*** Passage ***

Broad Run Farms residents will petition the Environmental Protection Agency to designate the Hidden Lane Landfill as a Superfund site.

Eric DeJonghe, president of the Broad Run Farms Civic Association, said they want the federal government to clean up the pollution.

Richard Doucette, waste program manager of the Northern Regional Office of the Virginia Department of Environmental Quality said the EPA dropped the site as a contender for a Superfund designation in 2003, because the information available at the time was insufficient to warrant it. The federal agency could revisit the issue, he said. "Certainly there would have to be more data collected to designate the site as a Superfund site."

He would not comment on whether contamination would continue to increase or spread if the source is not removed, because the location of the source is unknown and the data from the homeowners' wells does not allow an accurate "hydrogeological interpretation." Instead, he emphasized that although the landfill is the likely source, "We don't know anything about the actual source. TCE shouldn't have been in the landfill, if it is there."

The federal regulations are designed to hold the person or company responsible for the pollution financially liable for the site assessment and the clean up, he said. "The government would pursue getting the money from the responsible party for all expenses related to the assessment and cleanup."

Doucette said he could not predict a timeline or costs associated with the clean up even if the landfill should qualify as a Superfund site.

In the case of landfills that cause groundwater pollution, the typical cleanup goal is to remove the source and then the plume. The source is a continuous supply of contamination, such as an old pipe dumping toxins into a river. Once the pipe or source is removed, contractors can go after the plume to remediate the contamination, he said.

A landfill plume is similar to the irregular formation of smoke that comes out of a smoke stack, except it is liquid. The liquid spreads out and becomes a plume.

*** End of Passage ***

Task brief
Return the full landfill article word for word. The data that follows has no connection to the landfill article.

*** Dataset ***

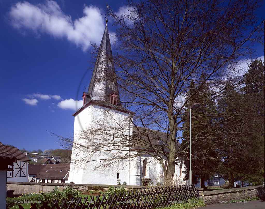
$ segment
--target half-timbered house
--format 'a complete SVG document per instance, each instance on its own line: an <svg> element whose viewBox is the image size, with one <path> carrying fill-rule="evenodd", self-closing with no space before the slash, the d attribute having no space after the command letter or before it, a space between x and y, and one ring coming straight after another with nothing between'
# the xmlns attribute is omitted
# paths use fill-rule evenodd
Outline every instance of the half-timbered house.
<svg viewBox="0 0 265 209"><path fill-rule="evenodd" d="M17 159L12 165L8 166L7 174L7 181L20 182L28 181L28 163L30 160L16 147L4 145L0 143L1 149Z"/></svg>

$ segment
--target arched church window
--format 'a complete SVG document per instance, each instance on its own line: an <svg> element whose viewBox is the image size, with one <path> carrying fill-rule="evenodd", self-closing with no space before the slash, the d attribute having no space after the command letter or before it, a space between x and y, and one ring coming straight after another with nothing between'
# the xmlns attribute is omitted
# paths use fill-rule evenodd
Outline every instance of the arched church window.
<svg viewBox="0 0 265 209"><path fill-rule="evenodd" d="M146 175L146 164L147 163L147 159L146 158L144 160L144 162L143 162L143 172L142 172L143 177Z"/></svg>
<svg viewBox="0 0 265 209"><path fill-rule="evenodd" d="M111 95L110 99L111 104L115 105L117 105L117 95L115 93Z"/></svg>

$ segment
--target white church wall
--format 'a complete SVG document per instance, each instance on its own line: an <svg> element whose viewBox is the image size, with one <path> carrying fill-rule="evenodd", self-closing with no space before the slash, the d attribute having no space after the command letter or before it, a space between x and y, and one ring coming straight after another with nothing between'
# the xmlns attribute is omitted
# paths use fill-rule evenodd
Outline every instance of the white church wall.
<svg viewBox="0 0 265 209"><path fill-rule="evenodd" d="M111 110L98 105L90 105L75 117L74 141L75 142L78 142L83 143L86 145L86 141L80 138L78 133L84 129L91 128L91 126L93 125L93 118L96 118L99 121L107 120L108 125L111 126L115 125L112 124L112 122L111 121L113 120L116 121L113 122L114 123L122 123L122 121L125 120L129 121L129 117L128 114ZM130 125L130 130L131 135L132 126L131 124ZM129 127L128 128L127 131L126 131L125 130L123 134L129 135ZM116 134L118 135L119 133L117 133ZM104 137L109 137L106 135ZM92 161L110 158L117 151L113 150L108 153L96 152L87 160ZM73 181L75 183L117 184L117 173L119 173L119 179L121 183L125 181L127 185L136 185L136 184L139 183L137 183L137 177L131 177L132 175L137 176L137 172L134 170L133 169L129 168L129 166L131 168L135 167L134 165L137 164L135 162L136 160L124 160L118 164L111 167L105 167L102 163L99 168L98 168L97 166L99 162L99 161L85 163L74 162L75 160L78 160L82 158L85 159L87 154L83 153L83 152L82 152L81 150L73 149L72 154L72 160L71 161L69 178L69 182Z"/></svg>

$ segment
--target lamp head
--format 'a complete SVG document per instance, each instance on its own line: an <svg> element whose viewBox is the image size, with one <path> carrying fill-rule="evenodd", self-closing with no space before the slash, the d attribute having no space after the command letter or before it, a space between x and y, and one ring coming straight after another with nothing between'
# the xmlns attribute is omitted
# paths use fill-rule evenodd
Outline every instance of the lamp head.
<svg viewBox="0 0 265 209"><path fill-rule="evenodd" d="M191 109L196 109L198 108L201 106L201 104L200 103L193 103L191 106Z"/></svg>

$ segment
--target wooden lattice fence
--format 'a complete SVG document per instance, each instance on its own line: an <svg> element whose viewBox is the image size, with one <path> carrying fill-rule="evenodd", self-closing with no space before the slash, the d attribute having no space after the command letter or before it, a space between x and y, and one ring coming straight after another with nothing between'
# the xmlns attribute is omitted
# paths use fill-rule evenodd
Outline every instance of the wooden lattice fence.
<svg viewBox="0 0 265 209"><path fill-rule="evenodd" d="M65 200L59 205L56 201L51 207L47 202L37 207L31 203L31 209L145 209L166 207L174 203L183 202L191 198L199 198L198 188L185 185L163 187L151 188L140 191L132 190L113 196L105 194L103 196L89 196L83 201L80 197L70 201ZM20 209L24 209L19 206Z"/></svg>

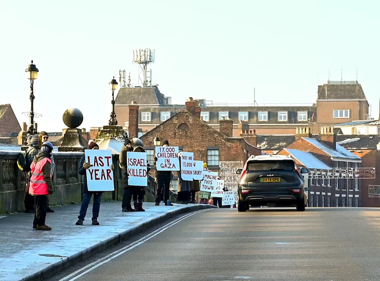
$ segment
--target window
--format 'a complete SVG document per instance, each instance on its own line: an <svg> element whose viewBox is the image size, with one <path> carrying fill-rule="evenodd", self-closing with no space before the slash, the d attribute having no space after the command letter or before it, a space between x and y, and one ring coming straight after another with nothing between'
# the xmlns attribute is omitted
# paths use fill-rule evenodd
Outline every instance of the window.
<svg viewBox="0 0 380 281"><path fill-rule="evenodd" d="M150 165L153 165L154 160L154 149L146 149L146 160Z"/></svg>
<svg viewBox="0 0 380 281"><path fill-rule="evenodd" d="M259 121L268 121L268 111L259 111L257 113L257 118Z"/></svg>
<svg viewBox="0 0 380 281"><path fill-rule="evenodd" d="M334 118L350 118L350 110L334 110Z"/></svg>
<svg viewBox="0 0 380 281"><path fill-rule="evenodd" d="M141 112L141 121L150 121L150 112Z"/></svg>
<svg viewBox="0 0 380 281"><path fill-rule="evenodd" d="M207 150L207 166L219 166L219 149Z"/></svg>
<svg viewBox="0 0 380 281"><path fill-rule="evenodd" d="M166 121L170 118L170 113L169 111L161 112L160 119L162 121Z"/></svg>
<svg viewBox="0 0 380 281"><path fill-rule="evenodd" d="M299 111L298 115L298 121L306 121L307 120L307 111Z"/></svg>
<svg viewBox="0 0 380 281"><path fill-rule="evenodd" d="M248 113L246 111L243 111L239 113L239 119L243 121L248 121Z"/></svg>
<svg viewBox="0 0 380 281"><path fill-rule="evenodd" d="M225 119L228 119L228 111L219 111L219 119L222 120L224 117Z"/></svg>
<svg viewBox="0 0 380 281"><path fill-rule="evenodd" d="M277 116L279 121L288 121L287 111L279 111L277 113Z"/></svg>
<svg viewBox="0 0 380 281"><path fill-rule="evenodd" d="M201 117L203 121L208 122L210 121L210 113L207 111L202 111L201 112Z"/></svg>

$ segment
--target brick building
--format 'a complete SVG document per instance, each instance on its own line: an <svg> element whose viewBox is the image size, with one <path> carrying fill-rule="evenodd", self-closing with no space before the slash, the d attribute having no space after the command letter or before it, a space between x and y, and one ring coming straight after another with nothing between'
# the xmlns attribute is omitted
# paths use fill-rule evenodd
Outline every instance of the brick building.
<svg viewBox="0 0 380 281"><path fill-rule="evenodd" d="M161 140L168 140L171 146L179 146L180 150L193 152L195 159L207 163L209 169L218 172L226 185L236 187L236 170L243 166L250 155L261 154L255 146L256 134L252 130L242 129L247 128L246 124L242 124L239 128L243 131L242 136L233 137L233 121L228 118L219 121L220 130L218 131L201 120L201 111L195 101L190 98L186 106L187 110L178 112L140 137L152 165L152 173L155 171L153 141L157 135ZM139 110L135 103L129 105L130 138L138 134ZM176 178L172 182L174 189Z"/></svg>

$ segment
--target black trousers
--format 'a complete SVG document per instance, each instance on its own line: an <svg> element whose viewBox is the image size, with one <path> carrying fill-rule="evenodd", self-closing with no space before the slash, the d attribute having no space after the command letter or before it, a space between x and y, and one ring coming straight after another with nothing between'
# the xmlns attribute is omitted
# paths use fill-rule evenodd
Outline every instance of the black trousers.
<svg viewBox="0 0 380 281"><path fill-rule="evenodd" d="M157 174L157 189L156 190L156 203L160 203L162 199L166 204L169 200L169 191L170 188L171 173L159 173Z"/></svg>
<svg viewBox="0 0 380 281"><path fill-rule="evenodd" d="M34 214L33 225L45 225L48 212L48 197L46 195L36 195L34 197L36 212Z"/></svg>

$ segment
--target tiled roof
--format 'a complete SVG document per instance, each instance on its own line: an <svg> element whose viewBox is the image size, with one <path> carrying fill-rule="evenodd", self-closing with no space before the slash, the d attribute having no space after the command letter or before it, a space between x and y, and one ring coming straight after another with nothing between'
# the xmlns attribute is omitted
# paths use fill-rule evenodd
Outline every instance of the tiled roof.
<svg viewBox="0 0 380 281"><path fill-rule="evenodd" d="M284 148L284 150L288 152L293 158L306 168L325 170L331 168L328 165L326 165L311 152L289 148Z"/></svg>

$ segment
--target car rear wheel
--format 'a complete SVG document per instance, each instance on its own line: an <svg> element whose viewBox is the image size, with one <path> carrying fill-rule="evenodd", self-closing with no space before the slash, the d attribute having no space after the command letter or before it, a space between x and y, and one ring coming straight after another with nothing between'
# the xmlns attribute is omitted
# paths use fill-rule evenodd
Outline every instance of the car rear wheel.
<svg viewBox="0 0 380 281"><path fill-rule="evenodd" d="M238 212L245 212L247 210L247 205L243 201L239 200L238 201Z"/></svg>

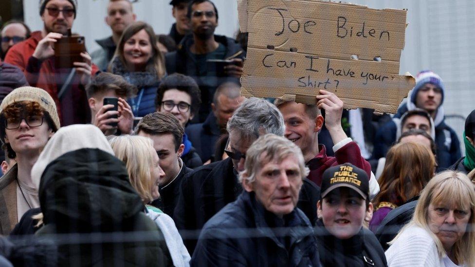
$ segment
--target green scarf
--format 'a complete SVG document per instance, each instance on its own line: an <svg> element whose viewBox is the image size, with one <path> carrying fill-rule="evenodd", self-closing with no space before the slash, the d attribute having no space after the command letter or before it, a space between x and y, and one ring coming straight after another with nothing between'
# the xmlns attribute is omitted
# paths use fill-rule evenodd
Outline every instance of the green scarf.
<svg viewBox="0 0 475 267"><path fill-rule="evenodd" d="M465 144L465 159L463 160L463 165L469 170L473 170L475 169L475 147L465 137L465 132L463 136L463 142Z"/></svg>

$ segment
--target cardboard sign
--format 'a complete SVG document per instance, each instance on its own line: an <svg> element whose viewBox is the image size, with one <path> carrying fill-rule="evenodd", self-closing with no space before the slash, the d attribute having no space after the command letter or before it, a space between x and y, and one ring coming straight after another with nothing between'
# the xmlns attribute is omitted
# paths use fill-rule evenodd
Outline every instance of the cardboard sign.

*** End of Dataset ***

Answer space
Broad Run Farms residents will petition the Environmental Protection Agency to designate the Hidden Lane Landfill as a Superfund site.

Eric DeJonghe, president of the Broad Run Farms Civic Association, said they want the federal government to clean up the pollution.

Richard Doucette, waste program manager of the Northern Regional Office of the Virginia Department of Environmental Quality said the EPA dropped the site as a contender for a Superfund designation in 2003, because the information available at the time was insufficient to warrant it. The federal agency could revisit the issue, he said. "Certainly there would have to be more data collected to designate the site as a Superfund site."

He would not comment on whether contamination would continue to increase or spread if the source is not removed, because the location of the source is unknown and the data from the homeowners' wells does not allow an accurate "hydrogeological interpretation." Instead, he emphasized that although the landfill is the likely source, "We don't know anything about the actual source. TCE shouldn't have been in the landfill, if it is there."

The federal regulations are designed to hold the person or company responsible for the pollution financially liable for the site assessment and the clean up, he said. "The government would pursue getting the money from the responsible party for all expenses related to the assessment and cleanup."

Doucette said he could not predict a timeline or costs associated with the clean up even if the landfill should qualify as a Superfund site.

In the case of landfills that cause groundwater pollution, the typical cleanup goal is to remove the source and then the plume. The source is a continuous supply of contamination, such as an old pipe dumping toxins into a river. Once the pipe or source is removed, contractors can go after the plume to remediate the contamination, he said.

A landfill plume is similar to the irregular formation of smoke that comes out of a smoke stack, except it is liquid. The liquid spreads out and becomes a plume.